**What you are asked to do**
Copy out the data in full, keeping each line exactly as it reads.

(Saved data entries)
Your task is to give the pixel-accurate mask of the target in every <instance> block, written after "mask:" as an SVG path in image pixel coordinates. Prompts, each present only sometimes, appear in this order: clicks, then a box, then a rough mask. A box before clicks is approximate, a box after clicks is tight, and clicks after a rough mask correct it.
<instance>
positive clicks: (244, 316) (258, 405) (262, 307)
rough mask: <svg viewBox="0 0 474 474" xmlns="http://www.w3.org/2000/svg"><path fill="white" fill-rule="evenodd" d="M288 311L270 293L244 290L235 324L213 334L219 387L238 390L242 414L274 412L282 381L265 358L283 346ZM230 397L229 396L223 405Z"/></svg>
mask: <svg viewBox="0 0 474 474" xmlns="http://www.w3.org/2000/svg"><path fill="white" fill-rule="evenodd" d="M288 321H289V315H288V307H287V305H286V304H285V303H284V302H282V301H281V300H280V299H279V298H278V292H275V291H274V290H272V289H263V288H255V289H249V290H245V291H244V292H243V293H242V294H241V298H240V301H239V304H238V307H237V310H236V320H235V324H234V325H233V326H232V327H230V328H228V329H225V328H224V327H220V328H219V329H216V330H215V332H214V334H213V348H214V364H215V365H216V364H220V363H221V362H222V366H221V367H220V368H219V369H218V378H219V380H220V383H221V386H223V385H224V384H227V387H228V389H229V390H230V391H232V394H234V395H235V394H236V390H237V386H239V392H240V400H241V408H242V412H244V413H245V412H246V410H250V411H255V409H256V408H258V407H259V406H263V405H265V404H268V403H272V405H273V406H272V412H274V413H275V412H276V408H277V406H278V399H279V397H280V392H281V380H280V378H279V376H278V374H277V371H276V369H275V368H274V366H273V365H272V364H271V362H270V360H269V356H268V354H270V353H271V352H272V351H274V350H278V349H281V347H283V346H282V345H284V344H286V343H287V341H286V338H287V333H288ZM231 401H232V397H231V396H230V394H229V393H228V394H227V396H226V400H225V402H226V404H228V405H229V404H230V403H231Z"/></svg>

**Answer**
Your task is to give the pixel-accurate mask of the target in every <instance> block, written after "mask:" as an SVG path in image pixel coordinates. Prompts, each present only sometimes, appear in this order: clicks, then a box, then a rough mask. A box before clicks is approximate, a box after clicks is tight, and clicks after a rough mask correct it.
<instance>
positive clicks: (244, 316) (258, 405) (262, 307)
rough mask: <svg viewBox="0 0 474 474" xmlns="http://www.w3.org/2000/svg"><path fill="white" fill-rule="evenodd" d="M288 311L270 293L244 290L235 324L213 334L219 387L238 390L242 414L274 412L282 381L265 358L283 346ZM230 397L229 396L223 405Z"/></svg>
mask: <svg viewBox="0 0 474 474" xmlns="http://www.w3.org/2000/svg"><path fill="white" fill-rule="evenodd" d="M288 321H289V315H288V307H287V305H286V304H285V303H284V302H282V301H281V300H280V299H279V298H278V292H275V291H274V290H272V289H263V288H255V289H249V290H245V291H244V292H243V293H242V294H241V298H240V301H239V304H238V307H237V310H236V320H235V324H234V325H233V326H232V327H230V328H228V329H225V328H224V327H220V328H219V329H216V330H215V332H214V334H213V348H214V364H215V365H216V364H220V363H221V362H222V366H221V367H220V368H219V369H218V378H219V380H220V383H221V386H223V385H224V384H227V387H228V389H229V390H230V391H232V394H234V395H235V394H236V390H237V386H239V392H240V400H241V408H242V412H244V413H245V412H246V410H250V411H255V409H256V408H258V407H259V406H263V405H265V404H268V403H272V405H273V406H272V412H274V413H275V412H276V408H277V406H278V399H279V397H280V392H281V380H280V378H279V376H278V374H277V371H276V369H275V368H274V366H273V365H272V364H271V362H270V360H269V356H268V354H270V353H271V352H272V351H274V350H278V349H281V347H283V346H282V345H284V344H286V343H287V341H286V338H287V333H288ZM231 401H232V397H231V396H230V394H229V393H228V394H227V396H226V400H225V402H226V404H228V405H229V404H230V403H231Z"/></svg>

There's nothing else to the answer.